--- The input ---

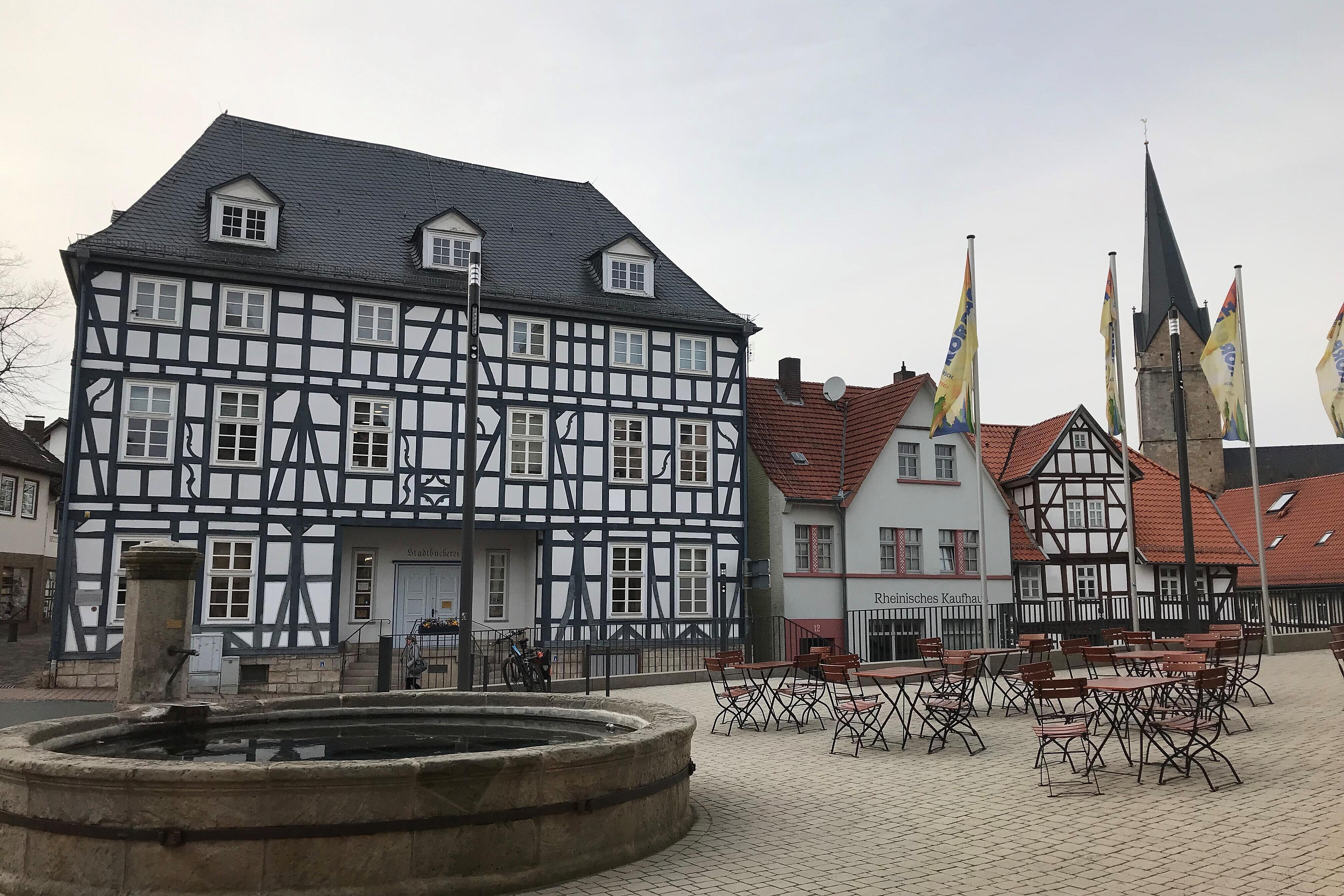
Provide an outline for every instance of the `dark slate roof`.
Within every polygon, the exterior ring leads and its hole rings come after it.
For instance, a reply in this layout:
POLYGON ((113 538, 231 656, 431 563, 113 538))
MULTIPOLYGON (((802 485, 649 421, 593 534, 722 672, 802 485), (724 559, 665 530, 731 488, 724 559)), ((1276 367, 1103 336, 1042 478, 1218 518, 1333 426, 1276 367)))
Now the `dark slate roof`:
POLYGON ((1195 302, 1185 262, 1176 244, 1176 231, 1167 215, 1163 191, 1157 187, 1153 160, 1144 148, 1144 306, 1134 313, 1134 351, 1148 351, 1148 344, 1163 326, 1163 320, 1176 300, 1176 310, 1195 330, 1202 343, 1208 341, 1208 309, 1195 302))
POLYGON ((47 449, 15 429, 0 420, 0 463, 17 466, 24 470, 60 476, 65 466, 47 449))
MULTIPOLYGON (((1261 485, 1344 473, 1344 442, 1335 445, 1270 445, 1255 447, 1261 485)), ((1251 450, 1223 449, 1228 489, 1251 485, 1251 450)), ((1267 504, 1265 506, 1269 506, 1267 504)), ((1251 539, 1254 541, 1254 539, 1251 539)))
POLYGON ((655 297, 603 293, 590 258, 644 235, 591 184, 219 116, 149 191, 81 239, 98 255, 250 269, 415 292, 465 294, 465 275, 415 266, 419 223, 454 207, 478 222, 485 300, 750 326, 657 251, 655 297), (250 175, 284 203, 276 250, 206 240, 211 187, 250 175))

---

What the task asks >> Output the lines above in full and exactly as given, omitting any pictures.

Response to this exercise >>
Provide an outline for every instance of the `dark slate roof`.
Within every polygon, the exterior ring leads and its hole rings come after it.
For instance, a reply in this layout:
POLYGON ((113 538, 231 656, 431 563, 113 538))
MULTIPOLYGON (((802 485, 649 421, 593 534, 722 672, 802 485), (724 559, 665 530, 731 488, 724 559)), ((1276 367, 1103 336, 1042 478, 1218 518, 1333 426, 1276 367)))
Now the `dark slate roof`:
POLYGON ((1195 302, 1185 262, 1176 244, 1176 231, 1167 215, 1163 191, 1157 187, 1153 160, 1144 148, 1144 306, 1134 313, 1134 351, 1148 351, 1148 344, 1163 326, 1163 320, 1176 300, 1176 310, 1195 330, 1202 343, 1208 341, 1208 309, 1195 302))
POLYGON ((47 449, 15 429, 0 420, 0 463, 17 466, 24 470, 60 476, 65 466, 47 449))
MULTIPOLYGON (((1261 485, 1344 473, 1344 442, 1335 445, 1270 445, 1255 447, 1261 485)), ((1251 450, 1223 449, 1228 489, 1251 485, 1251 450)), ((1267 504, 1265 506, 1269 506, 1267 504)), ((1251 539, 1254 541, 1254 539, 1251 539)))
POLYGON ((655 297, 603 293, 590 258, 644 235, 591 184, 219 116, 149 191, 81 239, 98 255, 250 269, 415 292, 465 294, 465 275, 415 266, 419 223, 454 207, 478 222, 485 300, 750 326, 657 251, 655 297), (250 175, 284 203, 276 250, 206 240, 211 187, 250 175))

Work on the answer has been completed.